Records from a collection:
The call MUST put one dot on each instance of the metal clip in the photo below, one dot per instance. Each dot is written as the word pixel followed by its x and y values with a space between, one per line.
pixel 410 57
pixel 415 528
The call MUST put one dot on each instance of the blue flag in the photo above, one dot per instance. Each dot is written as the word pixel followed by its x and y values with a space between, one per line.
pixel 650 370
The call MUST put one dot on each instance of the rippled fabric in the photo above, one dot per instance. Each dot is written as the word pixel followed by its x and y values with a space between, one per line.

■ EXERCISE REQUIREMENTS ■
Each entry must be set down exactly as it appears.

■ OUTPUT FOR THIS EXERCISE ■
The call MUST put one dot on each instance of the metal clip in the photo below, one dot per instance. Each dot is written as the word pixel followed by its x and y values with a space between, one per line.
pixel 410 57
pixel 415 528
The call MUST put one dot on each instance of the blue flag in the photo above, one dot per instance. Each dot is written as the word pixel followed by its x and y values with a space between, one per line.
pixel 650 370
The call MUST put one dot on each instance of the rippled fabric in the photo above, one dot per instance. Each dot is written as the word pixel followed by its x and y values with a space between, one per line.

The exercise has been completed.